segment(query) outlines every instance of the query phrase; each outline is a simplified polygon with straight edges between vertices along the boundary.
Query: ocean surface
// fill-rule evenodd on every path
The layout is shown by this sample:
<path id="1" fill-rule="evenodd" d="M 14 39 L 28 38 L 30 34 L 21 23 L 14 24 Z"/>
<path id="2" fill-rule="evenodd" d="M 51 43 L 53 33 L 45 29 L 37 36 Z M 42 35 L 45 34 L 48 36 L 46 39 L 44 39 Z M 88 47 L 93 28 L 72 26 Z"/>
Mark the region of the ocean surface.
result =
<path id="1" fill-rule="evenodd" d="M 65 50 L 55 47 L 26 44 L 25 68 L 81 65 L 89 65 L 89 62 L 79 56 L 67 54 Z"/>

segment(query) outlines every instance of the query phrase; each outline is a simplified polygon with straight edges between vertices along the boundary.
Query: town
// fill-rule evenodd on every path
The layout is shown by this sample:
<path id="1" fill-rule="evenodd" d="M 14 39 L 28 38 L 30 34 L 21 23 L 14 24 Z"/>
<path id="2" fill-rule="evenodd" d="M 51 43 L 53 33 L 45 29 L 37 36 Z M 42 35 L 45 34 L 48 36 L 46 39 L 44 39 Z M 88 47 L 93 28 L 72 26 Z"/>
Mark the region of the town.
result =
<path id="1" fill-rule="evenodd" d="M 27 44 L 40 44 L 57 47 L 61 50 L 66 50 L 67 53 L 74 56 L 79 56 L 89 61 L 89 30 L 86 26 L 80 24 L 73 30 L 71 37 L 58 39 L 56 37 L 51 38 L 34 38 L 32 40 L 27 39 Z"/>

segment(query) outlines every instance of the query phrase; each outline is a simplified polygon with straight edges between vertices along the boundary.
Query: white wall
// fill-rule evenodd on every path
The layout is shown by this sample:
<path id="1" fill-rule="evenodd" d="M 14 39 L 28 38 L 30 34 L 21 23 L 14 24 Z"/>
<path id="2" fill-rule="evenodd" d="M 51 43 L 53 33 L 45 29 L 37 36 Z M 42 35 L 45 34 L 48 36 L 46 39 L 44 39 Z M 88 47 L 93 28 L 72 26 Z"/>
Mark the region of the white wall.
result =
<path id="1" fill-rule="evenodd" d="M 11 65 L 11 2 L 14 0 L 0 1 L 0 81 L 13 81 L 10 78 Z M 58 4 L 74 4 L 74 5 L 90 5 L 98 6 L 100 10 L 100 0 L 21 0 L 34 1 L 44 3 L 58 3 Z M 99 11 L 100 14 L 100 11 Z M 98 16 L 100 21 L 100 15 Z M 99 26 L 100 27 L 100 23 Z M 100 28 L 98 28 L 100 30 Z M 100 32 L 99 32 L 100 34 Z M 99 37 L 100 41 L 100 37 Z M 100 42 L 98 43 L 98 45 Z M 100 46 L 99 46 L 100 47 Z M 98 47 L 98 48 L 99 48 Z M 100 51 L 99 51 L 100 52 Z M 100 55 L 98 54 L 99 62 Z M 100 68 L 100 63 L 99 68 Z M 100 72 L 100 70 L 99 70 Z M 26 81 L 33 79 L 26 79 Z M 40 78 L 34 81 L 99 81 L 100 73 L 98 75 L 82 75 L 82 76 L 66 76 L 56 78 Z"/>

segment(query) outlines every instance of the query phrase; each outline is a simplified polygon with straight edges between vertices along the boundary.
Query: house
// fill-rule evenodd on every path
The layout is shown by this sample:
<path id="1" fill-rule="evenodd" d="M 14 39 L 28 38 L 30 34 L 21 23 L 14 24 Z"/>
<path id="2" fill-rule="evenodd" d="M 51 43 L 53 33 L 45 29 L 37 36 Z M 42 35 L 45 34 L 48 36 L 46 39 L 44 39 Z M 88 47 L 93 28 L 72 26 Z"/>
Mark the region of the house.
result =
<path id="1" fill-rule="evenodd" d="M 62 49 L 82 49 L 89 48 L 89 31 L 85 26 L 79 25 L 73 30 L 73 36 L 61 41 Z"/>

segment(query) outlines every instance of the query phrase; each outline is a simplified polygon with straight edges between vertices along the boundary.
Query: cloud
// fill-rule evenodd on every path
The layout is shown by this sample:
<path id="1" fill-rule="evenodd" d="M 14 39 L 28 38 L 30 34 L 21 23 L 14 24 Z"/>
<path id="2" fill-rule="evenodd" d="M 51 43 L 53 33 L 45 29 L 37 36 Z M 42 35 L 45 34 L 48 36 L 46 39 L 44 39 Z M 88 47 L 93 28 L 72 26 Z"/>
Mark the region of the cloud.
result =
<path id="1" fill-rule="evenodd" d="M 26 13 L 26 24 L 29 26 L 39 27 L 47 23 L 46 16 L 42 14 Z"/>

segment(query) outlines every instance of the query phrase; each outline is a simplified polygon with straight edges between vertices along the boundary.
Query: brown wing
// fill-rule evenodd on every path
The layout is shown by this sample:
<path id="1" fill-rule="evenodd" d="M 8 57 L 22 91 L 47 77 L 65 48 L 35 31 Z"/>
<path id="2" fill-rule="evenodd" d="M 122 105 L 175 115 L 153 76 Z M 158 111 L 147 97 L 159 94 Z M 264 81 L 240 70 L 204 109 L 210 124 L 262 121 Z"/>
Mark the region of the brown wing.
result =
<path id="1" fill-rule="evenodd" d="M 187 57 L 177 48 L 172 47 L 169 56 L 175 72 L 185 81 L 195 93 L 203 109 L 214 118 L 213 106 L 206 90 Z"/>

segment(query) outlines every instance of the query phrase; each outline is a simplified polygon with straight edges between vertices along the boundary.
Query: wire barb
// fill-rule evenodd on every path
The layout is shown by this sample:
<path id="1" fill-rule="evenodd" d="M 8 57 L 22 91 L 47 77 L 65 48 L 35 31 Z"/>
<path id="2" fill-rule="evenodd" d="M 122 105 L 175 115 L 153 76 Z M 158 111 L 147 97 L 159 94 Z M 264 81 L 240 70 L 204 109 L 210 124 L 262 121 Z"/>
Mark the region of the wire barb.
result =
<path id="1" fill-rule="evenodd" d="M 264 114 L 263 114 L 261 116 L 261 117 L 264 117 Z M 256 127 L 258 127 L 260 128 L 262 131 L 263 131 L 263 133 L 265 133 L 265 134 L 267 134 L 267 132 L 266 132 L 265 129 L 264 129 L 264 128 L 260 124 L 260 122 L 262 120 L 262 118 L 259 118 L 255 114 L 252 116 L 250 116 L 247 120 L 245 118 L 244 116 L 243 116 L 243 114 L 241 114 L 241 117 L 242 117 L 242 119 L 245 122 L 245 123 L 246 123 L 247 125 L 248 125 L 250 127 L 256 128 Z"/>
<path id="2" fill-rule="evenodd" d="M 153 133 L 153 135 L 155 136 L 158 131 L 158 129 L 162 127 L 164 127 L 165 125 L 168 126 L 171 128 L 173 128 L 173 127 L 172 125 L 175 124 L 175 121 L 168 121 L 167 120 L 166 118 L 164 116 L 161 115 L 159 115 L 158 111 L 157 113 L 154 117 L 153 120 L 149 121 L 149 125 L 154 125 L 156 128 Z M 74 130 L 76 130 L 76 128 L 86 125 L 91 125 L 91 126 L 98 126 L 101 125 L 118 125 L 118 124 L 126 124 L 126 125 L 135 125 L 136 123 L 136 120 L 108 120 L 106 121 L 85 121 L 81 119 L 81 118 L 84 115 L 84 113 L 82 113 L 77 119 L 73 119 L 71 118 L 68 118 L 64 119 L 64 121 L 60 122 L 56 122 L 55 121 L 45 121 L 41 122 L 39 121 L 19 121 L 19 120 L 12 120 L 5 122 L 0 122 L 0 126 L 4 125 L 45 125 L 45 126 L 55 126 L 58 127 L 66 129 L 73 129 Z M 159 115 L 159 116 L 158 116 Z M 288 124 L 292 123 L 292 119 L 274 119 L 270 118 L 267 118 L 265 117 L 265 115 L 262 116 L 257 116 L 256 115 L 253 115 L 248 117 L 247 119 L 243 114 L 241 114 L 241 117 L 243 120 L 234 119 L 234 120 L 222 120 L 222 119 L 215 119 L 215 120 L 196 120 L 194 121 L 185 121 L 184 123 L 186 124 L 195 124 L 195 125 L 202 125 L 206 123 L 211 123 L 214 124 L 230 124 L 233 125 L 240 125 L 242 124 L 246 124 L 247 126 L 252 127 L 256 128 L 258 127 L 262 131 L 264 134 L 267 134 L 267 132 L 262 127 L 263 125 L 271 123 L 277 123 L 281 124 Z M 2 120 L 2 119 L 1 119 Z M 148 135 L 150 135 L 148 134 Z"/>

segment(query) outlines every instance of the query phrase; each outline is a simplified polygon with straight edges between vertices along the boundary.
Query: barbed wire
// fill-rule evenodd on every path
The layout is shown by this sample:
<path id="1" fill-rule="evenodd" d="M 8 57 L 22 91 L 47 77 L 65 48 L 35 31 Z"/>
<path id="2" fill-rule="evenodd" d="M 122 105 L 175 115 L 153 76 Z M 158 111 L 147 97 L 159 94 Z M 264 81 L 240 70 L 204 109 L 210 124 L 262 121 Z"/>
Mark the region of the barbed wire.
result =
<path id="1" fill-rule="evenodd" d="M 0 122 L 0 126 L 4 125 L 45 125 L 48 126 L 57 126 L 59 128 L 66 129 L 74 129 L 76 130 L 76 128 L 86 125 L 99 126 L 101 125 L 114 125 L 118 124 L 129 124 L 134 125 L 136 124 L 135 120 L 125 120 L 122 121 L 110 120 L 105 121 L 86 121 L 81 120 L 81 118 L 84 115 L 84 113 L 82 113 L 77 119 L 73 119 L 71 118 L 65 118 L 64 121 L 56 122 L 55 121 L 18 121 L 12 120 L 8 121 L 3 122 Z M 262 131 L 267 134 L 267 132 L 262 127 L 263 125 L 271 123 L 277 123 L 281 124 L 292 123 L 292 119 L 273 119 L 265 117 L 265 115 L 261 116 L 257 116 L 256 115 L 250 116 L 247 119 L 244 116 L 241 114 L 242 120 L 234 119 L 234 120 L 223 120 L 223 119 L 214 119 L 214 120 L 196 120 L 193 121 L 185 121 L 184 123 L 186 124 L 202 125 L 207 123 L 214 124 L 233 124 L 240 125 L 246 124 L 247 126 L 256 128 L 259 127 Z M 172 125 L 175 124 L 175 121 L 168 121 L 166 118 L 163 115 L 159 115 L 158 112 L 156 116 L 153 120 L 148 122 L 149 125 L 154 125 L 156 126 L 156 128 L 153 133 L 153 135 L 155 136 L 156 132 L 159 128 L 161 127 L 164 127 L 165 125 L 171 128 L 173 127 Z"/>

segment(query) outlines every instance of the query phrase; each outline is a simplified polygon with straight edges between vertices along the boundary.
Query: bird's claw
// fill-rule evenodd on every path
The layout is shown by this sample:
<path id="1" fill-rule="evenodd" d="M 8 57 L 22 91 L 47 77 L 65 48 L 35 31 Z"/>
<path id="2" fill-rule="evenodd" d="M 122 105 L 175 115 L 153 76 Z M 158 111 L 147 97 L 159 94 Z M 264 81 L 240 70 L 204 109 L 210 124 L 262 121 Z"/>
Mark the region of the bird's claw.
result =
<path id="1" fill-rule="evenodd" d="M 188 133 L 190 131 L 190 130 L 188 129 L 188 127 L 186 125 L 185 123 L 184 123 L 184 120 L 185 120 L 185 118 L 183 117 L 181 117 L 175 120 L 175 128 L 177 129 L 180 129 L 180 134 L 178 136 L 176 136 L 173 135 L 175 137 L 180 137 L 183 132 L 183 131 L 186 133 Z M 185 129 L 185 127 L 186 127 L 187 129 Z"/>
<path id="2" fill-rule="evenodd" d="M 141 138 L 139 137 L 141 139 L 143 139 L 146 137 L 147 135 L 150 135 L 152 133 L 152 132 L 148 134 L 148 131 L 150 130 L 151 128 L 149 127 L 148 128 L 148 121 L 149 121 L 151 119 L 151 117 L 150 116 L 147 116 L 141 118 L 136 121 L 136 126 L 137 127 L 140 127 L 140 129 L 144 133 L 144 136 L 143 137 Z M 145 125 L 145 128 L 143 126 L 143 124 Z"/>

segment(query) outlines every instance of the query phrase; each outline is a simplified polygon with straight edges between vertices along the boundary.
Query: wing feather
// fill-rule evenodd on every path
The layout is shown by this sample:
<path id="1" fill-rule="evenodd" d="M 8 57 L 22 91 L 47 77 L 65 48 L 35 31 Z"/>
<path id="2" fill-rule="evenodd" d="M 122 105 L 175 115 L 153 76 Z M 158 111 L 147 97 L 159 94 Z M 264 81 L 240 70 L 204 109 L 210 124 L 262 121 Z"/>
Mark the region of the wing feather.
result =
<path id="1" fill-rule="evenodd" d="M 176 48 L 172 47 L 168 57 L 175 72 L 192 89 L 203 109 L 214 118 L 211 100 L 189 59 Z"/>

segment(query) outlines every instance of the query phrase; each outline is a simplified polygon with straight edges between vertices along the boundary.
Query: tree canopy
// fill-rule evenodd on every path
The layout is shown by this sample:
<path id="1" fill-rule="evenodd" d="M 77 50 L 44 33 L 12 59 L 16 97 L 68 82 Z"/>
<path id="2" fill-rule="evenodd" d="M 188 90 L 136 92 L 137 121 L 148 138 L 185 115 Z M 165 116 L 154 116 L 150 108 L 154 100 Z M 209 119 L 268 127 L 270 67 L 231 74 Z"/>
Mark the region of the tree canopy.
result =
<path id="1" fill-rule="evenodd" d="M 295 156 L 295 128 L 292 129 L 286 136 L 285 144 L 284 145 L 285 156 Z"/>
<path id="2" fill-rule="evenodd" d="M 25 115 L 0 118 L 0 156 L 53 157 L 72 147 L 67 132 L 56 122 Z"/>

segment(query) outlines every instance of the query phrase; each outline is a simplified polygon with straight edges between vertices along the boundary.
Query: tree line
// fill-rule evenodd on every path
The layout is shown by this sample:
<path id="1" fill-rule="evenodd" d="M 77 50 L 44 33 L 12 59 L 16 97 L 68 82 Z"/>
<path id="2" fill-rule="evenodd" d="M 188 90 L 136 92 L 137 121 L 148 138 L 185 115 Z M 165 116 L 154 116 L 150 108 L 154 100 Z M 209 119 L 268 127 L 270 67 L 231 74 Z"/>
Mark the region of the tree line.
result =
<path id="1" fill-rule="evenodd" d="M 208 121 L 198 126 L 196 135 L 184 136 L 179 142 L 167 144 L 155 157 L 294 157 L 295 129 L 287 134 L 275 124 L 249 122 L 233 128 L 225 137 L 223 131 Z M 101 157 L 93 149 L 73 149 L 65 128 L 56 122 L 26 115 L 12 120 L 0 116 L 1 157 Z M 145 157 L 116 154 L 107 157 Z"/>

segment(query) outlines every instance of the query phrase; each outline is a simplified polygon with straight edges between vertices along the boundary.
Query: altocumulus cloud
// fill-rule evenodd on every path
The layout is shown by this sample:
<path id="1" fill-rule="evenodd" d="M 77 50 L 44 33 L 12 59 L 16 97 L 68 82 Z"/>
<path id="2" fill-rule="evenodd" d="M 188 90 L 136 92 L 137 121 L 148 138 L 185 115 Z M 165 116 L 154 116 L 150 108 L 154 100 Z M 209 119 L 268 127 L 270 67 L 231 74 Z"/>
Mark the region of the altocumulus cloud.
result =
# # # # # # #
TASK DETAILS:
From the material above, keep only the lines that contain the string "barbed" and list them.

COMPLETE OUTPUT:
Query: barbed wire
Mark the region of the barbed wire.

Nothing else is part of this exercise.